▶ Passage:
Several techniques have been developed recently to drill small laterals faster with less support from a drilling rig. Several methods have been proposed to drill laterals from a system operated via a wireline cable. Based on such methods, the lateral can be drilled without a drill string or coil-tubing as a link to surface. Examples of such techniques can be found in EP 1 559 864, WO2004072437 and WO2004011766. Multiple drilling tools are also known for drilling extended perforations (typically 1 meter long by a few centimeter diameter).

One example of a prior art system is the SCORE100 tool from Corpro Systems Ltd which operates from a main bottom hole assembly (BHA). The main BHA includes a modified drill collar which contains an integrated whipstock. When the special drill collar is positioned at the required depth in the main hole, a special small diameter BHA can be lowered inside the main drill string on a wireline cable. This small BHA contains a core barrel, a small drilling motor to rotate the core barrel, an anchor, a pushing system to generate forwards movement (penetration (ROP) and weight-on-bit (WOB)), and inflatable packer to divert the flow in to the small motor. Such a system can then anchor itself inside the collar, and push itself forward with a jacking system which generates WOB. Surface pumps generate mud flow which activates the small motor and cleans the small lateral. At the beginning of the axial displacement, the tip of the small BHA is pushed outside the main BHA by the integrated whipstock and then enters the open-hole and then the formation. The axis of the lateral is typically 3 to 6 degree inclined versus the axis of the main well. Such a system can drill a small hole up to 100 feet. Typically such a system is used for coring. The wireline cable and tool provides down-hole control of the processes especially for ROP and WOB. It also controls the anchoring of the system in the collar to ensure the crawling movement. When the lateral or the coring process is completed, the small BHA is fished with the wireline cable. The collar window is typically plugged with an aluminum ball which is drilled out by the small BHA. EP 1 247 936 describes other details of this technique.

▶ Information given:

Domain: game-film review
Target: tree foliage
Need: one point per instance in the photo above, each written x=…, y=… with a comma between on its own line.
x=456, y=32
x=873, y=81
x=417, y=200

▶ The request: Retype the passage on drilling small laterals in full, word for word. The lines above were taken from a different source.

▶ Solved exercise:
Several techniques have been developed recently to drill small laterals faster with less support from a drilling rig. Several methods have been proposed to drill laterals from a system operated via a wireline cable. Based on such methods, the lateral can be drilled without a drill string or coil-tubing as a link to surface. Examples of such techniques can be found in EP 1 559 864, WO2004072437 and WO2004011766. Multiple drilling tools are also known for drilling extended perforations (typically 1 meter long by a few centimeter diameter).

One example of a prior art system is the SCORE100 tool from Corpro Systems Ltd which operates from a main bottom hole assembly (BHA). The main BHA includes a modified drill collar which contains an integrated whipstock. When the special drill collar is positioned at the required depth in the main hole, a special small diameter BHA can be lowered inside the main drill string on a wireline cable. This small BHA contains a core barrel, a small drilling motor to rotate the core barrel, an anchor, a pushing system to generate forwards movement (penetration (ROP) and weight-on-bit (WOB)), and inflatable packer to divert the flow in to the small motor. Such a system can then anchor itself inside the collar, and push itself forward with a jacking system which generates WOB. Surface pumps generate mud flow which activates the small motor and cleans the small lateral. At the beginning of the axial displacement, the tip of the small BHA is pushed outside the main BHA by the integrated whipstock and then enters the open-hole and then the formation. The axis of the lateral is typically 3 to 6 degree inclined versus the axis of the main well. Such a system can drill a small hole up to 100 feet. Typically such a system is used for coring. The wireline cable and tool provides down-hole control of the processes especially for ROP and WOB. It also controls the anchoring of the system in the collar to ensure the crawling movement. When the lateral or the coring process is completed, the small BHA is fished with the wireline cable. The collar window is typically plugged with an aluminum ball which is drilled out by the small BHA. EP 1 247 936 describes other details of this technique.